Exercise task: Could you return the items word for word, starting at the very beginning and stopping after the line that contains "518 L 0 561", and leave the pictures out of your answer?

### Data excerpts

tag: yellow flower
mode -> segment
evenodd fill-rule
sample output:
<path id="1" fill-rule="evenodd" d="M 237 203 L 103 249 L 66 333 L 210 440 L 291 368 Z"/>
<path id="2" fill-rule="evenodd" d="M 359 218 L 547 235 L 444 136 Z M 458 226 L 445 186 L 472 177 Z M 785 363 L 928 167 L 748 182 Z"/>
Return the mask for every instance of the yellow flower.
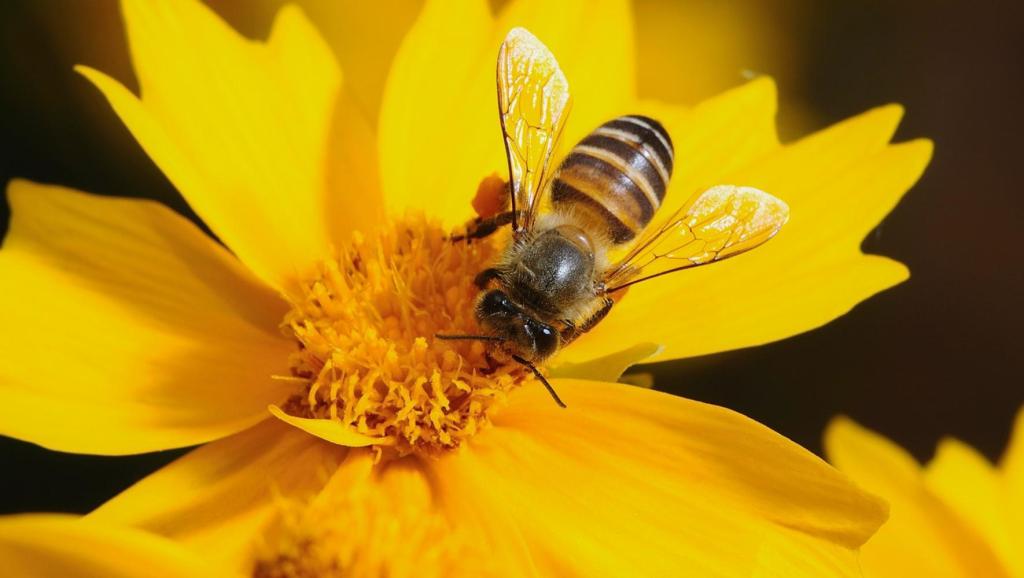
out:
<path id="1" fill-rule="evenodd" d="M 266 576 L 856 574 L 880 502 L 742 416 L 608 381 L 811 329 L 905 279 L 858 248 L 930 158 L 889 143 L 898 107 L 783 147 L 769 79 L 693 109 L 639 100 L 625 2 L 437 0 L 375 118 L 295 8 L 266 42 L 196 2 L 124 13 L 141 96 L 80 70 L 223 246 L 152 202 L 8 190 L 2 432 L 97 454 L 206 444 L 92 521 Z M 567 410 L 519 368 L 482 373 L 479 343 L 432 339 L 472 327 L 495 250 L 443 234 L 505 167 L 494 66 L 513 26 L 570 79 L 564 141 L 624 113 L 668 127 L 663 210 L 721 182 L 793 207 L 765 247 L 631 290 L 552 367 Z M 377 61 L 393 34 L 360 33 Z"/>
<path id="2" fill-rule="evenodd" d="M 0 518 L 0 561 L 18 578 L 224 578 L 201 556 L 141 530 L 54 513 Z"/>
<path id="3" fill-rule="evenodd" d="M 825 452 L 891 506 L 861 550 L 866 578 L 1024 576 L 1024 411 L 998 465 L 946 439 L 923 467 L 847 418 L 828 425 Z"/>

######

Solution to this exercise:
tag: yellow flower
mode -> segment
evenodd fill-rule
sample output:
<path id="1" fill-rule="evenodd" d="M 237 203 L 103 249 L 66 333 L 210 440 L 291 368 Z"/>
<path id="2" fill-rule="evenodd" d="M 359 218 L 547 235 L 444 136 Z M 458 226 L 445 186 L 472 177 Z M 785 363 L 928 167 L 748 182 Z"/>
Return the mask for every instance of the yellow flower.
out:
<path id="1" fill-rule="evenodd" d="M 266 576 L 856 574 L 880 502 L 742 416 L 608 381 L 811 329 L 905 279 L 858 248 L 930 158 L 889 143 L 898 107 L 783 147 L 769 79 L 693 109 L 639 100 L 625 2 L 437 0 L 375 118 L 295 8 L 266 42 L 196 2 L 124 13 L 141 96 L 80 70 L 223 246 L 152 202 L 8 190 L 2 432 L 97 454 L 206 444 L 92 521 Z M 567 410 L 519 368 L 482 373 L 479 343 L 432 339 L 472 327 L 495 250 L 443 234 L 505 167 L 494 66 L 513 26 L 570 79 L 564 141 L 624 113 L 668 127 L 663 210 L 721 182 L 793 207 L 765 247 L 631 290 L 552 367 Z M 377 61 L 393 34 L 360 33 Z"/>
<path id="2" fill-rule="evenodd" d="M 0 518 L 0 561 L 18 578 L 224 578 L 201 556 L 141 530 L 54 513 Z"/>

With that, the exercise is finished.